Referring expression pointing data:
++++++++++++++++++++

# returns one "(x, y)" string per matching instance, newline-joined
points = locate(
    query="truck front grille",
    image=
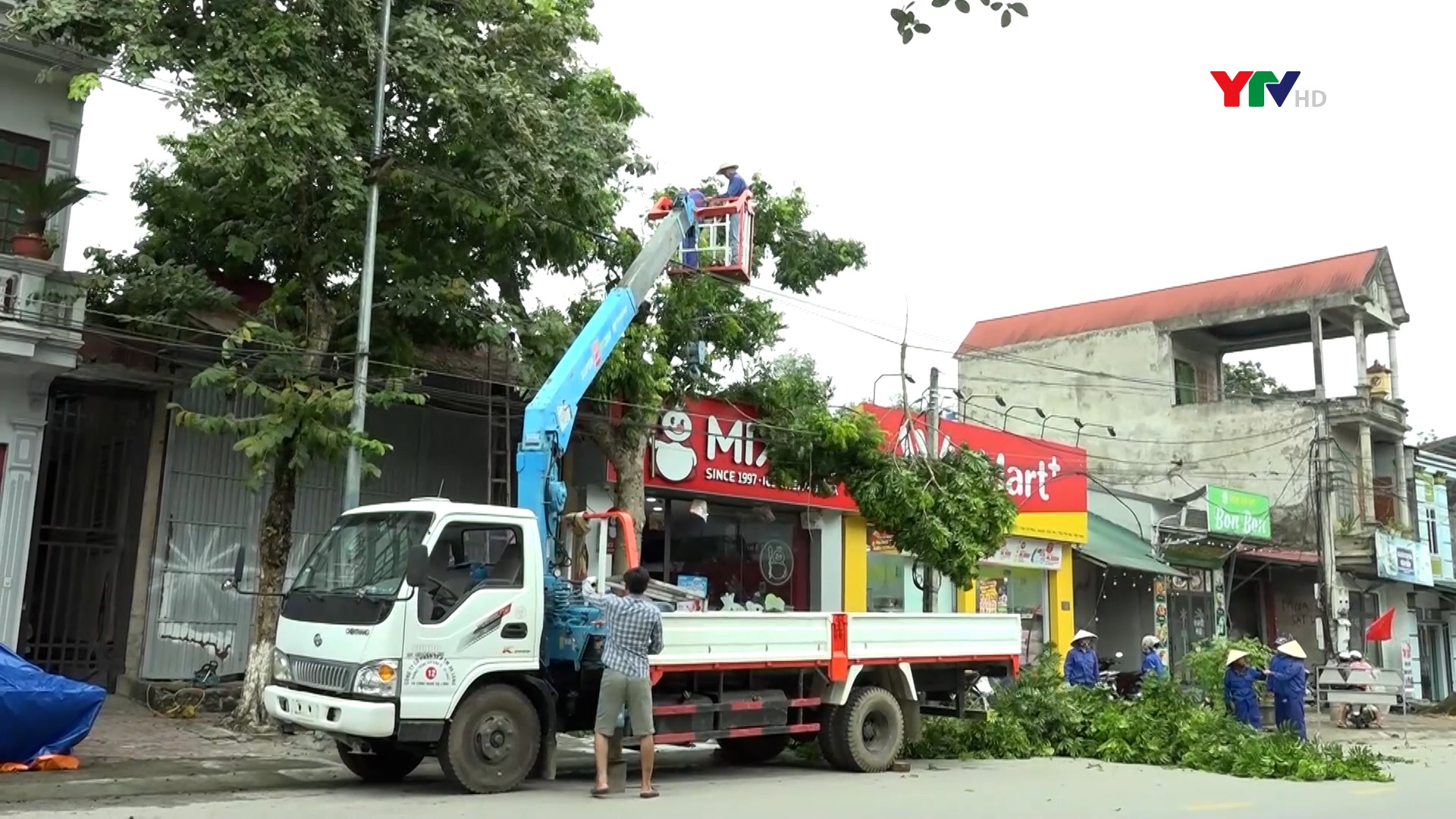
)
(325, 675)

++++++++++++++++++++

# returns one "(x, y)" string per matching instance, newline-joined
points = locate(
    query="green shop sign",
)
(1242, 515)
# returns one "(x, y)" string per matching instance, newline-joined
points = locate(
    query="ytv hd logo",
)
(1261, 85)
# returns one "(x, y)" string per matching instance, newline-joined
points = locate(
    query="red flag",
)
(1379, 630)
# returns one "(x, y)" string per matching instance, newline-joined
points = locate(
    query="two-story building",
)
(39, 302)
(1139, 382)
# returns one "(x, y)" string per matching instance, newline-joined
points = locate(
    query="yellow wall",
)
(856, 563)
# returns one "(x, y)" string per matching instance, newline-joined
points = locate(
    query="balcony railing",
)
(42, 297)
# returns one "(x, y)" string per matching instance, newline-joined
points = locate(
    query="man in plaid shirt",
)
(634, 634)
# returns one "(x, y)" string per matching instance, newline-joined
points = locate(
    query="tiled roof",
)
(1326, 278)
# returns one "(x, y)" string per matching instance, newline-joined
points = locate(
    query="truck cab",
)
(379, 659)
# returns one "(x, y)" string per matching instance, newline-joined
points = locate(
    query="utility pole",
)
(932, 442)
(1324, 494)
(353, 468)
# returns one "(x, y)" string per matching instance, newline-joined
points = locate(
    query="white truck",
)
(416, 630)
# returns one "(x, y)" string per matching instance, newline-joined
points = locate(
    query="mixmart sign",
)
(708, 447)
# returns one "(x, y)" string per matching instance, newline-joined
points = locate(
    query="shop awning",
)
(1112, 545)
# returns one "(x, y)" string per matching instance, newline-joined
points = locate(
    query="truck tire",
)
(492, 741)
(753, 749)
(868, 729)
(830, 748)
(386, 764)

++++++++++++++++++++

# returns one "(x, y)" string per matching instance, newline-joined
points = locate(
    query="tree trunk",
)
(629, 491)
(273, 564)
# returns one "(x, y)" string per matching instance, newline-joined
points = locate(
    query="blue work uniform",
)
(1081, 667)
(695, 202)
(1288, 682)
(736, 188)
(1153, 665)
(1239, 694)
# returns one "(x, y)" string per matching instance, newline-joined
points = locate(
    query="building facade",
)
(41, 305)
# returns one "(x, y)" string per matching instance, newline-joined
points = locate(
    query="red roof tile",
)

++++++++++++++++++++

» **TASK DIRECTIONS**
Return every line of the entries above that the string "shop" appears in.

» **RESULT OF THE EXERCISE**
    query="green shop sign",
    query="shop awning",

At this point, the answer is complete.